INFORMATION SUPPLIED -
----

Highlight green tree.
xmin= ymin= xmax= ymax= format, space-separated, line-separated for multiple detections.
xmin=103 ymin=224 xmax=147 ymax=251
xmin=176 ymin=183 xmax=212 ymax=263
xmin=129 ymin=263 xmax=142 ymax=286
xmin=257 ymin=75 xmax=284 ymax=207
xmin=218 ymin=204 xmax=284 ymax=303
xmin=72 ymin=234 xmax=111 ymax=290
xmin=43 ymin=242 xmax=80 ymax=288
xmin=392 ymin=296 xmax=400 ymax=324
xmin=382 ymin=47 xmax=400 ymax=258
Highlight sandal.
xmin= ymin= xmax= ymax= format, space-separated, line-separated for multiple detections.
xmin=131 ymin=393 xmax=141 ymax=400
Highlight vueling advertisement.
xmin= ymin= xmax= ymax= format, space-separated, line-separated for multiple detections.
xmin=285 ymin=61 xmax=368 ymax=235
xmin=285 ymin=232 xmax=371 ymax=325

----

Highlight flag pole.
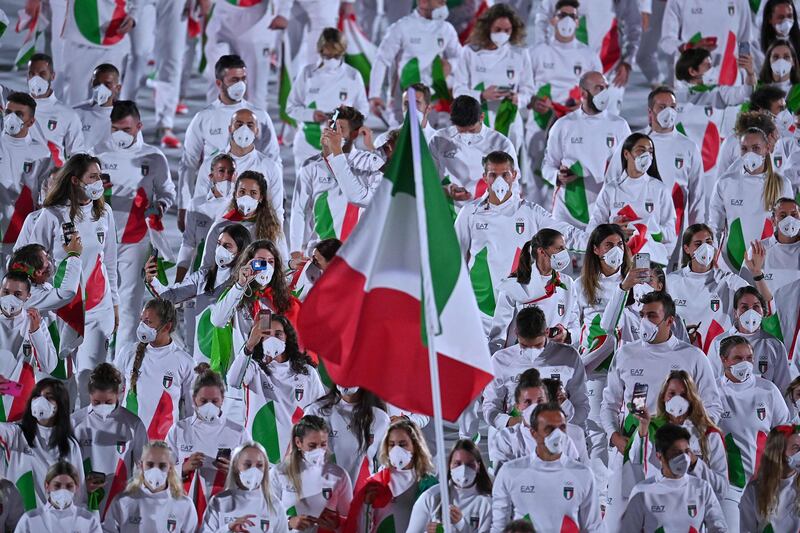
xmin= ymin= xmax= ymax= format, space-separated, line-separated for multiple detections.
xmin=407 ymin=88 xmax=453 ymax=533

----

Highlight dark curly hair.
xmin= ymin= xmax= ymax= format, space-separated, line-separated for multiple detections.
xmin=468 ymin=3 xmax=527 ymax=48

----

THE TASK - Starting at the line above that contains "Highlight green tree.", write out each line exactly until the line that contains "Highlight vueling advertisement." has been written, and stop there.

SOLUTION TO THIS PROBLEM -
Highlight green tree.
xmin= ymin= xmax= ymax= format, space-separated, line-separated for multiple detections.
xmin=103 ymin=224 xmax=147 ymax=251
xmin=176 ymin=183 xmax=212 ymax=263
xmin=129 ymin=263 xmax=142 ymax=286
xmin=257 ymin=75 xmax=284 ymax=207
xmin=218 ymin=204 xmax=284 ymax=303
xmin=72 ymin=234 xmax=111 ymax=290
xmin=43 ymin=242 xmax=80 ymax=288
xmin=392 ymin=296 xmax=400 ymax=324
xmin=382 ymin=47 xmax=400 ymax=258
Highlight sandal.
xmin= ymin= xmax= ymax= format, space-separated, line-separated for multiple detections.
xmin=131 ymin=393 xmax=141 ymax=400
Highlight vueling advertisement.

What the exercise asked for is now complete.